◆ Work to complete
Each line that contains the string "instance" counts once; report how many such lines appear in the data, as a number only.

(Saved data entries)

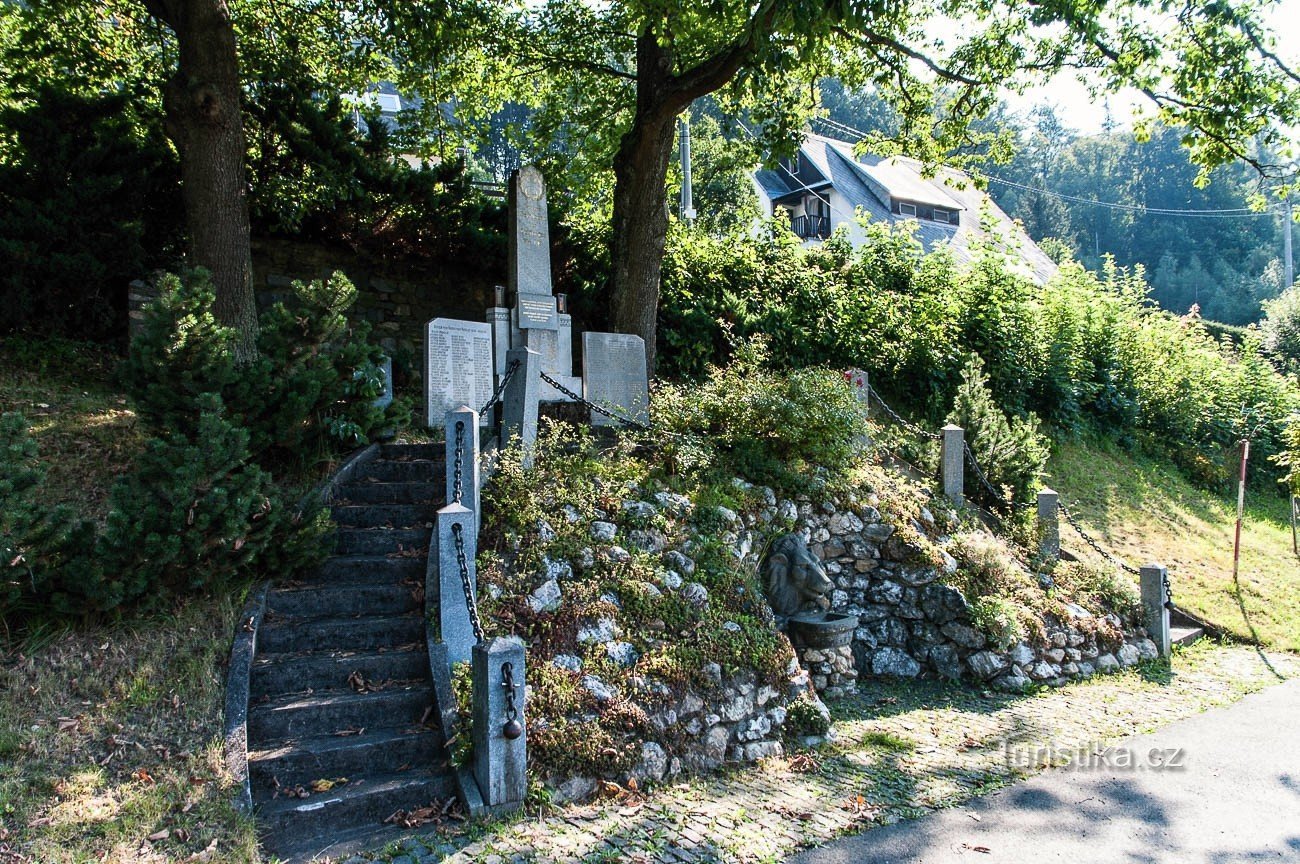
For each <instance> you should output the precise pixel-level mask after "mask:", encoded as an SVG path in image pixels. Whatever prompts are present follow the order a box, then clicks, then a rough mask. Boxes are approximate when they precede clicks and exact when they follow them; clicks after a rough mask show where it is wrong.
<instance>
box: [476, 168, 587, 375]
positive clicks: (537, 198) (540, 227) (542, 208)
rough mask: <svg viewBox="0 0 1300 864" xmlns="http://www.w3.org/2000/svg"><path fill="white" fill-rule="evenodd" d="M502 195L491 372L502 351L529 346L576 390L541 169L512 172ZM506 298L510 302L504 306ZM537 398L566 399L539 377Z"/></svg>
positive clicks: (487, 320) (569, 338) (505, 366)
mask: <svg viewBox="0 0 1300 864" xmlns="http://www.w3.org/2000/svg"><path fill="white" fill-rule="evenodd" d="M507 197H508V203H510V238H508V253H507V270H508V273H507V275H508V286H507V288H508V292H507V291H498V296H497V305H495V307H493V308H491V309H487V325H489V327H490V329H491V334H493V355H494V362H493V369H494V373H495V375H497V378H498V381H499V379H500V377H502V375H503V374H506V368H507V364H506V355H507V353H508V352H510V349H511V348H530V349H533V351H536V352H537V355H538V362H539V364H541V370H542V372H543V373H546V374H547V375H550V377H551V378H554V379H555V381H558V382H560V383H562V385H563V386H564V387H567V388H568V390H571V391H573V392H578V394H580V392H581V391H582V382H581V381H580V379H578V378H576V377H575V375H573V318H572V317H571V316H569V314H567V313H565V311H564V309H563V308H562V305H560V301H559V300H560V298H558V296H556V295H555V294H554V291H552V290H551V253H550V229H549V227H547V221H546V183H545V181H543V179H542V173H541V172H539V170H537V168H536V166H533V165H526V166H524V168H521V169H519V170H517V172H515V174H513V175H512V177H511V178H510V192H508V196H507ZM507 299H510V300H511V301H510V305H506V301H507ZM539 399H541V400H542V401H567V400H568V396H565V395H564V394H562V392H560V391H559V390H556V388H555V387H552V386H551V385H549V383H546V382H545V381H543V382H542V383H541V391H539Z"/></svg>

◆ Expected output
2